### Text ###

Contrary to what it’s name might imply, this file is actually where we have handled all of the controller and view code. It is responsible for creating the graphics window, displaying and updating content in the window, and handling user generated events (in the form of mouse clicks). It uses the tkinter library under-the-hood, the same as the PGL library does. The way you interact with the view (and controller) is through some predetermined methods that you will define within EnigmaModel.py. You must not change the name of these methods (or what is passed into or returned from them) or else you will break the functionality with the view and controller.

EnigmaConstants.py

This is where some important constants are stored that you can import into your program and use. Most important among them is the rotor and reflector wiring offsets.

Tip

You can hover over the numbers to the right of the code below to show a further description about that block of code.

# File: EnigmaConstants.py

"""This module defines the constants used in the Enigma simulator."""

ALPHABET = "ABCDEFGHIJKLMNOPQRSTUVWXYZ"   # The letters of the alphabet

# It is worth noting that the number of rotors cannot be changed
# without making significant changes to the EnigmaView.py class,
# which assumes that there are exactly three rotors to match the
# top-view image of the machine.

N_ROTORS = 3                              # The number of rotors

# The early German Enigma machines include three rotors, which advance
# at different speeds.  The rotor on the right is the "fast" rotor,
# which advances on every keystroke.  The rotor in the middle is the
# "medium" rotor, which advances when the fast rotor has made a
# complete revolution.  The rotor at the left is the "slow" rotor,
# which advances when the medium rotor has made a complete cycle.
# The ROTOR_WIRING array lists the three rotors from left to
# right: the slow rotor, the medium rotor, and the fast rotor.
#
# Each rotor contains 26 electrical contacts on the right side, and
# 26 contacts on the left side. Wires randomly connect these contacts
# such that the first contact on the right might be connected to the
# 5th contact on the left. In such a case, an offset of 4 would be
# indicated. A full rotor consists of 26 of these offsets, each
# representing how far the left contact is from the right contact.
# Offsets are all positive, so any that would result in values larger
# than 26 should be wrapped back around to 0 using % 26

S_ROTOR_WIRING = [ 4,9,10,2,7,1,23,9,13,16,3,8,2,9,10,18,7,3,0,22,6,13,5,20,4,10 ]
M_ROTOR_WIRING = [ 0,8,1,7,14,3,11,13,15,18,1,22,10,6,24,13,0,15,7,20,21,3,9,24,16,5 ]
F_ROTOR_WIRING = [ 1,2,3,4,5,6,22,8,9,10,13,10,13,0,10,15,18,5,14,7,16,17,24,21,18,15 ]

ROTOR_WIRING = [
    S_ROTOR_WIRING,
    M_ROTOR_WIRING,
    F_ROTOR_WIRING,
]

# To the left of the slow rotor, the Enigma machine includes a
# component called the "reflector," which implements a fixed
# wiring that remains unchanged as the rotors advance.  The
# constant REFLECTOR_WIRING defines the offsets of the reflector.

REFLECTOR_WIRING=[ 8,22,18,4,1,25,19,22,18,5,2,8,24,3,21,7,23,1,25,18,8,3,19,4,23,7 ]

1

Just a string of the letters of the alphabet that you can use to loop over

2

The number of rotors in the machine. This would be difficult to change.

3

A list of the rotor wiring offsets, from slow to fast (left to right on the machine)

### Raw data ###

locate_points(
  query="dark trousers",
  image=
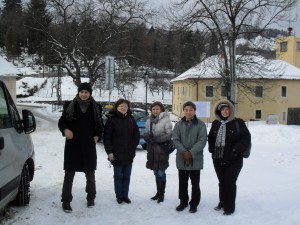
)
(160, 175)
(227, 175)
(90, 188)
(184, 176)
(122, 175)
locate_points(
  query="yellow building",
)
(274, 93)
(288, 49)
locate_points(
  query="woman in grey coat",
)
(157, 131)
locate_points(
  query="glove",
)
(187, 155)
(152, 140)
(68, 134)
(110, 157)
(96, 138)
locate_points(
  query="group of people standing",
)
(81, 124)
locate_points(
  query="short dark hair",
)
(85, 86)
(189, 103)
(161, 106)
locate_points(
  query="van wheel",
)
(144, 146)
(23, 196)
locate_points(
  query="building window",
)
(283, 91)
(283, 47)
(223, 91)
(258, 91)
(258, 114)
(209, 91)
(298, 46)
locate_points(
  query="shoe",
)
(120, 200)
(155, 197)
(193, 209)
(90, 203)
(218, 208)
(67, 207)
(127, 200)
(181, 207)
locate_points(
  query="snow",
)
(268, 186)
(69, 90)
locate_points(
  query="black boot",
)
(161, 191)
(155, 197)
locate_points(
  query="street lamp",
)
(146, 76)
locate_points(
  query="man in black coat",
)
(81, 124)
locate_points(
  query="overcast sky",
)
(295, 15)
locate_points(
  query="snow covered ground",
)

###
### Raw data ###

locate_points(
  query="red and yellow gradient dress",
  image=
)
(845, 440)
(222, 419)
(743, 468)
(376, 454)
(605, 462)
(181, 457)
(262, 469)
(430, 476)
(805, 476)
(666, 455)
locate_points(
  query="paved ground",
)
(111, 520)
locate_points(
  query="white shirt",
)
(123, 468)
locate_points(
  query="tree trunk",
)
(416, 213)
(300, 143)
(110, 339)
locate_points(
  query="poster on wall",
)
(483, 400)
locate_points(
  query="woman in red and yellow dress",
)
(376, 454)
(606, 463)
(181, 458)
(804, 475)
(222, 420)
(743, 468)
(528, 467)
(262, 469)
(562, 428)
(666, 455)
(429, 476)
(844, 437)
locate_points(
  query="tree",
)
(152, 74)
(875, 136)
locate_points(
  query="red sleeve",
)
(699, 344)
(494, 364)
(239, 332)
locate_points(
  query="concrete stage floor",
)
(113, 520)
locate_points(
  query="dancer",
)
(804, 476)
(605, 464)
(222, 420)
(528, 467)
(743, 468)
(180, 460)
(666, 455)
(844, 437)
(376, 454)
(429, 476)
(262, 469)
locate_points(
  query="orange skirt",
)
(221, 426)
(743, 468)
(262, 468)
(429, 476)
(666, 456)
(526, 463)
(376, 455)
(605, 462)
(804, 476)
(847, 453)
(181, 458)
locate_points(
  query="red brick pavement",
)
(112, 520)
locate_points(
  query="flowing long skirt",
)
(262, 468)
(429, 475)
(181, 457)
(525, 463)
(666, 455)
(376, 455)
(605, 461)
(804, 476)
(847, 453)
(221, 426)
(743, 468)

###

#### [Task requirements]
1 - Please rewrite the Enigma constants text from "Just a string" up to and including "on the machine)", putting "displacements" in place of "offsets".
2 - Extend the Enigma constants text, picking up after its final line.

#### [Results]
1 -
Just a string of the letters of the alphabet that you can use to loop over

2

The number of rotors in the machine. This would be difficult to change.

3

A list of the rotor wiring displacements, from slow to fast (left to right on the machine)

2 -
4

The reflector wiring offsets

EnigmaModel.py

Finally, and most importantly, we have the EnigmaModel.py file, in which you will be responsible for writing most or all of your code. The primary thing this file does is define the EnigmaModel class, and then set up several methods for the class to use. These methods are predefined for you because they form the linkages with the view and controller class. So you just need to populated them!

""" This is the starter file for the Enigma project. """

from EnigmaView import EnigmaView

class EnigmaModel:

    def __init__(self):
        """Creates a new EnigmaModel with no views."""
        self._views = [ ]

    def add_view(self, view):
        """Adds a view to this model."""
        self._views.append(view)

    def update(self):
        """Sends an update request to all the views."""
        for view in self._views:
            view.update()

    def is_key_down(self, letter):
        return False        # In the starter version, keys are all up

    def is_lamp_on(self, letter):
        return False        # In the starter version, lamps are all off

    def key_pressed(self, letter):
        # You need to fill in this code, but leave the update call
        self.update()

    def key_released(self, letter):
        # You need to fill in this code, but leave the update call
        self.update()

    def get_rotor_letter(self, rotor_index):
        return "A"          # In the starter version, all rotors are set to "A"

    def rotor_clicked(self, rotor_index):
        # You need to fill in this code, but leave the update call
        self.update()


def enigma():
    """Runs the Enigma simulator."""
    model = EnigmaModel()
    view = EnigmaView(model)
    model.add_view(view)

# Startup code

if __name__ == "__main__":
    enigma()

1

The constructor method. In addition to keeping track of any views this model should be communicating with, you will also add new code here in early milestones to setup what information you will need to track to be able to maintain a functional Enigma machine. Remember: the model needs to keep track of the internal state of the machine! What lamps are on, what keys are pressed, etc.

2

Any time you change the internal state of the machine, you will likely want to update the graphics view accordingly. This method is predefined for you, and handles updating any views that might be communicating with this model.

3

The view will need a method to ask the model if a certain key is pressed or not. This is a starting template for that, which you’ll need to add code to in Milestone 0.

4

Similar to the keys, the view also needs a way to ask the model what lamps it should be lighting up. You’ll fill in the needed code here in Milestone 1.

5

When the controller detects a mouse event on one of the keys, it needs a way to inform the model. This is the method that it will use when a user presses the mouse down on a key. You will need to take care of processing this information to update the internal state of the model in Milestone 0, and then later in Milestones 3 and 4. Note that the update method is called at the end of this method, to ensure that the screen gets updates after the models handles whatever it needs to handle with the click.

6

Just like with key_pressed, this method will be called by the controller when a mouse click is released on a given key. You’ll need to then update the internal state of the model accordingly in Milestone 0, and then again in Milestones 3 and 4. Again, note that the update method is called at the end to ensure that the screen reflects any internal changes to the model.

7

The view has no idea what the rotors are doing, so it needs to ask the model what letter should be displayed for each rotor. The index here would be either a 0, 1, or 2, proceeding from left to right over the slow, medium, and then fast rotors. Initially, all the rotors are hard-coded to display an A, but you will be changing that come Milestone 2.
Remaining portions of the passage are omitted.